··· Data to use

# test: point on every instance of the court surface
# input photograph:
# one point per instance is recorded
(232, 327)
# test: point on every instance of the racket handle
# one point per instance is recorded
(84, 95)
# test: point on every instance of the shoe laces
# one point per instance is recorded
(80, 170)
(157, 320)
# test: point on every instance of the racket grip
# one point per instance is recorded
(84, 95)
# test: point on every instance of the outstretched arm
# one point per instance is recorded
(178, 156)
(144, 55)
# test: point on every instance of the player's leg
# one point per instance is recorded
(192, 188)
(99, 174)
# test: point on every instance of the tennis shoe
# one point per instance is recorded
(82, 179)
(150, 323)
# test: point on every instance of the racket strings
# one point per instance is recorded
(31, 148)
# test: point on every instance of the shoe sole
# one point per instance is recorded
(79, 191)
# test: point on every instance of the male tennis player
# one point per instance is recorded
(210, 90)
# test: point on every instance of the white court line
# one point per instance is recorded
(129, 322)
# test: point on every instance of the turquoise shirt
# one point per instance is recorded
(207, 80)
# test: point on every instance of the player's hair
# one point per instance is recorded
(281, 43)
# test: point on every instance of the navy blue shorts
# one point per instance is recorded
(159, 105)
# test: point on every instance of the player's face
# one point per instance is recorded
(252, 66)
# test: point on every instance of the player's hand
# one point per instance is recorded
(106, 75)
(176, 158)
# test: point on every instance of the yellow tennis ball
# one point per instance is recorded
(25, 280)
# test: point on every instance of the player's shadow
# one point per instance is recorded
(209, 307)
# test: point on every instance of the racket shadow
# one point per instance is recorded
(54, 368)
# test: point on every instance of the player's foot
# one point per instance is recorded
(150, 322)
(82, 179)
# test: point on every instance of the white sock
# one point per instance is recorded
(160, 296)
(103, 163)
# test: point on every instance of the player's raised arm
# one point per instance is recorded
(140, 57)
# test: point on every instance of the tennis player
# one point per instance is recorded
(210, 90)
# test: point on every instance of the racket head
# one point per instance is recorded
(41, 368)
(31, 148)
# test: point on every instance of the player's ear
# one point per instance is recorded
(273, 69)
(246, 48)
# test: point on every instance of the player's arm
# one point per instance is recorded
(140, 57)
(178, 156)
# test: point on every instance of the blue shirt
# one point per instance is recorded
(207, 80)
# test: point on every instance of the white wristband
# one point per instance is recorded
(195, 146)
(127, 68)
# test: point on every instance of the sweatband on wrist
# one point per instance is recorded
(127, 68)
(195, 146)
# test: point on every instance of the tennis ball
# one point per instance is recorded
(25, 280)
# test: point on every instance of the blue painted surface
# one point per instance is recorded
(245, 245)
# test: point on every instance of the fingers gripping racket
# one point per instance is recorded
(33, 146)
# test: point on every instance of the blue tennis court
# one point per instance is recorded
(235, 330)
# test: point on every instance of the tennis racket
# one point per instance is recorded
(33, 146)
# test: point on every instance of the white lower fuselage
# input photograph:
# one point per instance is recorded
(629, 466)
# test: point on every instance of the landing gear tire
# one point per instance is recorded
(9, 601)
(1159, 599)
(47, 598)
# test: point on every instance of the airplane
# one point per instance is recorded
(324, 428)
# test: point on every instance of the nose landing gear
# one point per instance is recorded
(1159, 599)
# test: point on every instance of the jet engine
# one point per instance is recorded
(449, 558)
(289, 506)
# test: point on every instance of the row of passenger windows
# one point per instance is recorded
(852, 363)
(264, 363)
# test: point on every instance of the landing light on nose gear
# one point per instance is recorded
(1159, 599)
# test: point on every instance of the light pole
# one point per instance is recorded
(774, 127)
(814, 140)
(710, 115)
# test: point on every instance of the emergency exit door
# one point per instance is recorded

······

Problem details: Scan the records above for the string "tennis", then select every line that holds it.

Task result:
# test: point on every instance of the tennis shoe
# test: point on every instance of the male tennis player
# test: point on every instance of the yellow tennis ball
# test: point on every instance of the tennis player
# test: point on every instance of the tennis ball
# test: point on every instance of the blue tennis court
# test: point on every instance of the tennis racket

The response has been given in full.